- _Selected text_
## BEGIN
Warner v. Commissioner

1926 BTA LEXIS 2726 | B.T.A. | 1926

Lead Opinion

*968OPINION.

Trammell:

The first question for determination is whether the taxpayer was a stockholder of the General Motors Corporation with respect to the stock which had been issued in his name and was held by the bonus custodian. Upon the solution of this issue depends that of whether distributions made by the corporation on the basis of stock held by the bonus custodian were dividends in the hands of the taxpayer or whether they constituted additional compensation.
## END
Quote the Warner v. Commissioner opinion excerpt above word for word, from its first line to its last.

- _Recorded information_
## BEGIN
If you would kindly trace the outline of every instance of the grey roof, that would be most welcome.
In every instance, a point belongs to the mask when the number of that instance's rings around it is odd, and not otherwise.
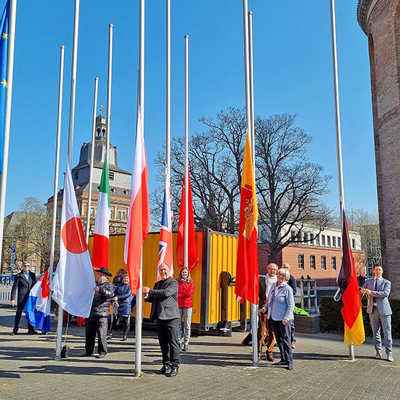
[[[361,29],[364,31],[366,35],[367,32],[367,16],[370,6],[373,0],[359,0],[357,6],[357,19],[358,23],[360,24]]]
## END
- _Answer to this problem_
Warner v. Commissioner

1926 BTA LEXIS 2726 | B.T.A. | 1926

Lead Opinion

*968OPINION.

Trammell:

The first question for determination is whether the taxpayer was a stockholder of the General Motors Corporation with respect to the stock which had been issued in his name and was held by the bonus custodian. Upon the solution of this issue depends that of whether distributions made by the corporation on the basis of stock held by the bonus custodian were dividends in the hands of the taxpayer or whether they constituted additional compensation.